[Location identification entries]
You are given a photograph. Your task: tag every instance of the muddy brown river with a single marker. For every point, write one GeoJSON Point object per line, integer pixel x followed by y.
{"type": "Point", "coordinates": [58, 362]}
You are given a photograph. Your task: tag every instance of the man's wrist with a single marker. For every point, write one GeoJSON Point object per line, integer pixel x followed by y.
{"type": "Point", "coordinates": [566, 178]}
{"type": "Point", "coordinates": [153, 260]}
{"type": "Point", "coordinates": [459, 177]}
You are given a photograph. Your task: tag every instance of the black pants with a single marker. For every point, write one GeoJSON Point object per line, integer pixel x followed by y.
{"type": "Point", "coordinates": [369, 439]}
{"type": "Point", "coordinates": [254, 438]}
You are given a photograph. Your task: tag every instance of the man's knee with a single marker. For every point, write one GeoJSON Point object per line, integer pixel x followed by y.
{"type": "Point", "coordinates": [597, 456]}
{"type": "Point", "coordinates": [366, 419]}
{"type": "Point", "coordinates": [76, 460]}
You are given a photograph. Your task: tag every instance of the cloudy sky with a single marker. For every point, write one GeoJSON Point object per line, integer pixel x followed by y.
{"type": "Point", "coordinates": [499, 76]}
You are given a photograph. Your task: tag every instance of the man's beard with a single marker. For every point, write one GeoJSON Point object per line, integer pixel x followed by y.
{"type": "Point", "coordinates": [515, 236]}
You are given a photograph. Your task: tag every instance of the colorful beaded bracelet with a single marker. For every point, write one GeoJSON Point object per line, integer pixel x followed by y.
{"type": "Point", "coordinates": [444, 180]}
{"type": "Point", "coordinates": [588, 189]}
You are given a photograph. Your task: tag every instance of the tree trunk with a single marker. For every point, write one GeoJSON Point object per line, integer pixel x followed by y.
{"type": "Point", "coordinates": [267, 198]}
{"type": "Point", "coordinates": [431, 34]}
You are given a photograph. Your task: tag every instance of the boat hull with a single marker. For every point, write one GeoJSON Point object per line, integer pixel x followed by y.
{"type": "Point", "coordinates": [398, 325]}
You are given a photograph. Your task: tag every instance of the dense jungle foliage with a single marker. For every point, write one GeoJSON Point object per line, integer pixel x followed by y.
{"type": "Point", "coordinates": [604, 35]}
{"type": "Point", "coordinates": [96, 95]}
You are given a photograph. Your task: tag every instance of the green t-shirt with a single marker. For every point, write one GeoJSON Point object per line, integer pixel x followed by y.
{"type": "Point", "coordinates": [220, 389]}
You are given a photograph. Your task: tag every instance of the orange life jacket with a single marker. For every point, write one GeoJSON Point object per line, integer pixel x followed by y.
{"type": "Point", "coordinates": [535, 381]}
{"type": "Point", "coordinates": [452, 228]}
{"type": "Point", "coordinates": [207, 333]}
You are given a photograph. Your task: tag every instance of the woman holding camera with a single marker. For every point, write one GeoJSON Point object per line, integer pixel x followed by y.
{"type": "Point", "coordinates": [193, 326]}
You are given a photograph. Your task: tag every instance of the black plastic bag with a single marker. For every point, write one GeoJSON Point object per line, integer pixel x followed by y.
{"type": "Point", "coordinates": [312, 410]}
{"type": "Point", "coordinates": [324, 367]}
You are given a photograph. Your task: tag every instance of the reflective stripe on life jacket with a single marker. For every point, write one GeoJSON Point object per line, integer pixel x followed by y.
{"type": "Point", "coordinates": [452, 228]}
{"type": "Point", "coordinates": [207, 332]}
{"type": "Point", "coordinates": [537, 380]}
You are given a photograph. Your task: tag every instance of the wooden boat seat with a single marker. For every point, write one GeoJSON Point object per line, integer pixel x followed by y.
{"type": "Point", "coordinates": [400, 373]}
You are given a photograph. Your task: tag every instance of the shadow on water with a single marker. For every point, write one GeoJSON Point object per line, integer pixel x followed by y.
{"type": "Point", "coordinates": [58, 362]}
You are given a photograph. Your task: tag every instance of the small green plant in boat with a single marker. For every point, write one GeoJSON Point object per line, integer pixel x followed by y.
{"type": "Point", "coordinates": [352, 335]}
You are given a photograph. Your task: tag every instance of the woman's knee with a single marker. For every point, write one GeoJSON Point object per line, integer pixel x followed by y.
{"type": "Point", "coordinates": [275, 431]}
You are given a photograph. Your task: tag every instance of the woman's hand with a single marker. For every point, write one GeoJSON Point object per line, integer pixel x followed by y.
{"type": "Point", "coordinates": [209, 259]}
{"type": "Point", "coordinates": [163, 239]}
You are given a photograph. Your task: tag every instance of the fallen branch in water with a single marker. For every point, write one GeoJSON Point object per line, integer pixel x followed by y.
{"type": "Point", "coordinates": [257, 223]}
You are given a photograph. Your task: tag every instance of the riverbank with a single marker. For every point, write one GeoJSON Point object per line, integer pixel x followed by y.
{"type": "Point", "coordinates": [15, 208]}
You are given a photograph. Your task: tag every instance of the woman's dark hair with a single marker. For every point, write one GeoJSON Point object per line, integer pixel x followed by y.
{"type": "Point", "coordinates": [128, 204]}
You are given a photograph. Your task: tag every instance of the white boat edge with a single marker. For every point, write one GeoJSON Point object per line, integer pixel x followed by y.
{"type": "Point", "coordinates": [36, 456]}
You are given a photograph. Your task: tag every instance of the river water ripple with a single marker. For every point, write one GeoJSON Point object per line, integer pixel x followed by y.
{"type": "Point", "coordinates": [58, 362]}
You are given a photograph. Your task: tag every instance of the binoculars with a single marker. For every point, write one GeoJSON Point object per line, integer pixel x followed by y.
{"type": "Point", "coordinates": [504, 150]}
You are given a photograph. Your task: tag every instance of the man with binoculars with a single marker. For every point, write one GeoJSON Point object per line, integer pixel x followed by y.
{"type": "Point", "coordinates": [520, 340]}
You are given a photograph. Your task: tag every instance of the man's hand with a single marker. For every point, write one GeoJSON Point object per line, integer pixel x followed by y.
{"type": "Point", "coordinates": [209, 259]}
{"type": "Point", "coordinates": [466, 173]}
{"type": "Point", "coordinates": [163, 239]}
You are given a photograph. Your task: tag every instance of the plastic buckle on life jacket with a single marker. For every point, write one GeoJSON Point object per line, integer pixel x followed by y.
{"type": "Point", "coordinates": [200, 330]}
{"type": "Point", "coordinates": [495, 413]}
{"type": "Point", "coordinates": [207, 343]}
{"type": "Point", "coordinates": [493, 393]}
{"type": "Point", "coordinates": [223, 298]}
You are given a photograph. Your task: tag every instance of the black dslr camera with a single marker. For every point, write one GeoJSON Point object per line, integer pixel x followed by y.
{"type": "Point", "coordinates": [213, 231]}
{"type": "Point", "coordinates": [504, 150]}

> _TASK DIRECTIONS_
Retype the data in full and match it exactly.

> _SOLVED PROBLEM_
You are given a photograph. Your task: tag every instance of the muddy brown river with a single marker. For every point, write one GeoJSON Point object per line, integer pixel x followed by y.
{"type": "Point", "coordinates": [58, 362]}
You are given a photograph. Your task: tag every instance of the man's wrist with a single marker. For every point, write one GeoJSON Point object per line, integer pixel x followed by y.
{"type": "Point", "coordinates": [566, 178]}
{"type": "Point", "coordinates": [153, 260]}
{"type": "Point", "coordinates": [459, 177]}
You are given a photograph. Your task: tag every instance of the black pants with a single marker. For every point, write one GeoJSON Point object per line, integer pixel x followed by y.
{"type": "Point", "coordinates": [369, 439]}
{"type": "Point", "coordinates": [254, 438]}
You are given a photograph. Your task: tag every instance of the man's knee with a single marker. For every point, write one GeoJSON Point object per line, integer pixel x followed by y.
{"type": "Point", "coordinates": [597, 456]}
{"type": "Point", "coordinates": [366, 419]}
{"type": "Point", "coordinates": [76, 460]}
You are given a photograph. Your task: tag every instance of the cloudy sky with a single marker. For every point, write one GeoJSON Point object per line, integer pixel x followed by y.
{"type": "Point", "coordinates": [499, 76]}
You are given a photograph. Your task: tag every instance of the man's beard with a single marker. For every point, write one GeoJSON Point object per line, integer pixel x followed by y.
{"type": "Point", "coordinates": [515, 236]}
You are given a photograph. Your task: tag every instance of the colorful beaded bracelet with a single marker. For every point, write one GeoJSON Point object per line, integer pixel x followed by y.
{"type": "Point", "coordinates": [444, 180]}
{"type": "Point", "coordinates": [588, 189]}
You are given a photograph. Your task: tag every instance of the tree trunk with a single marker. For every point, write one GeoJSON Point object per line, integer pixel x followed by y.
{"type": "Point", "coordinates": [267, 198]}
{"type": "Point", "coordinates": [431, 34]}
You are given a photograph. Your task: tag every instance of the boat hull with a single marker. For every point, write one GeoJSON Point object per line, integer pixel x followed by y.
{"type": "Point", "coordinates": [398, 325]}
You are given a photograph. Your task: tag every instance of the dense jungle foliage with a single marker. For every point, write one GeoJSON Point object per line, integer pixel x followed by y.
{"type": "Point", "coordinates": [604, 35]}
{"type": "Point", "coordinates": [96, 95]}
You are given a photograph. Your task: tag every instance of the green t-shirt with a single marker. For every point, write one GeoJSON Point object per line, integer pixel x followed by y.
{"type": "Point", "coordinates": [220, 389]}
You are given a photograph. Your task: tag every instance of the orange life jacket with a single marker. For every point, write one GeoJSON Point object per line, integer pixel x followed by y.
{"type": "Point", "coordinates": [535, 381]}
{"type": "Point", "coordinates": [452, 228]}
{"type": "Point", "coordinates": [207, 333]}
You are given a photograph. Your task: tag every instance of the woman holding camera with a single marker. For every point, write one GeoJSON Point object per line, integer pixel x followed by y.
{"type": "Point", "coordinates": [193, 326]}
You are given a photograph. Your task: tag every instance of the black plastic bag with a single marker. For every point, write one GeoJSON Point object per line, integer pixel x followed by y.
{"type": "Point", "coordinates": [312, 410]}
{"type": "Point", "coordinates": [324, 367]}
You are given a photograph. Your task: tag every instance of the reflective stripe on life jacket with a single marker. For every point, write one GeoJSON Point object per line, integer pixel x followed by y.
{"type": "Point", "coordinates": [452, 228]}
{"type": "Point", "coordinates": [207, 332]}
{"type": "Point", "coordinates": [537, 380]}
You are given a photograph. Your task: tag every instance of the wooden boat seat with a single marker. For every point, write one GeoJSON Point object per line, integer pixel x followed by y.
{"type": "Point", "coordinates": [400, 373]}
You are given a photograph. Your task: tag every instance of the shadow on water with a single marker. For every point, write one GeoJSON Point object per line, integer pixel x followed by y.
{"type": "Point", "coordinates": [58, 362]}
You are given a photograph. Your task: tag every instance of the small green plant in boat with a single marker. For every point, write one GeoJSON Point object per line, integer pixel x followed by y.
{"type": "Point", "coordinates": [352, 335]}
You are given a photograph. Your task: tag every instance of the woman's knee with a single marker. For every point, write one GeoJSON Point object per line, integer pixel x followed by y.
{"type": "Point", "coordinates": [275, 431]}
You are given a photograph. Your task: tag every instance of the woman's hand with a single marker. For every point, write one GeoJSON Point object per line, integer pixel x followed by y.
{"type": "Point", "coordinates": [209, 259]}
{"type": "Point", "coordinates": [163, 239]}
You are given a photograph. Your task: tag every instance of the fallen branch in water with a single marker. For every point, write one GeoJSON Point object per line, integer pixel x followed by y.
{"type": "Point", "coordinates": [257, 223]}
You are given a photograph. Your task: tag every instance of the riverbank with a single marker. For every point, write one GeoJSON Point object per line, integer pixel x followed by y.
{"type": "Point", "coordinates": [15, 208]}
You are given a photograph. Your task: tag every instance of the woman's dark hair with a single marker. For every point, write one GeoJSON Point object per line, integer pixel x followed by y.
{"type": "Point", "coordinates": [128, 204]}
You are given a photograph. Your task: tag every instance of the white boat edge with a single marker. For every point, write one GeoJSON Point object per line, integer pixel x followed by y.
{"type": "Point", "coordinates": [36, 456]}
You are given a photograph. Your task: tag every instance of the river water ripple with a single marker. For every point, write one GeoJSON Point object per line, integer pixel x followed by y.
{"type": "Point", "coordinates": [58, 362]}
You are given a photograph. Your task: tag every instance of the binoculars with a single marker. For every point, write one GeoJSON Point object per line, integer pixel x followed by y.
{"type": "Point", "coordinates": [504, 150]}
You are given a photograph. Your task: tag every instance of the man with binoculars with a single marker. For every point, write one GeoJSON Point object per line, integer pixel x followed by y.
{"type": "Point", "coordinates": [520, 340]}
You are given a photograph. Your task: tag every instance of the man's hand with a single marker. For every point, write one GeoJSON Point object per line, integer pixel x followed by y.
{"type": "Point", "coordinates": [209, 259]}
{"type": "Point", "coordinates": [466, 173]}
{"type": "Point", "coordinates": [163, 239]}
You are given a photograph. Your task: tag every instance of the plastic buckle on life jacket with a single marker. For every point, write one GeoJSON Point object per line, integer pixel x followed by y.
{"type": "Point", "coordinates": [200, 330]}
{"type": "Point", "coordinates": [495, 413]}
{"type": "Point", "coordinates": [207, 343]}
{"type": "Point", "coordinates": [493, 393]}
{"type": "Point", "coordinates": [223, 298]}
You are given a photograph. Your task: tag every instance of the black dslr camera with a single marker. For every point, write one GeoJSON Point object per line, integer pixel x followed by y.
{"type": "Point", "coordinates": [213, 231]}
{"type": "Point", "coordinates": [504, 150]}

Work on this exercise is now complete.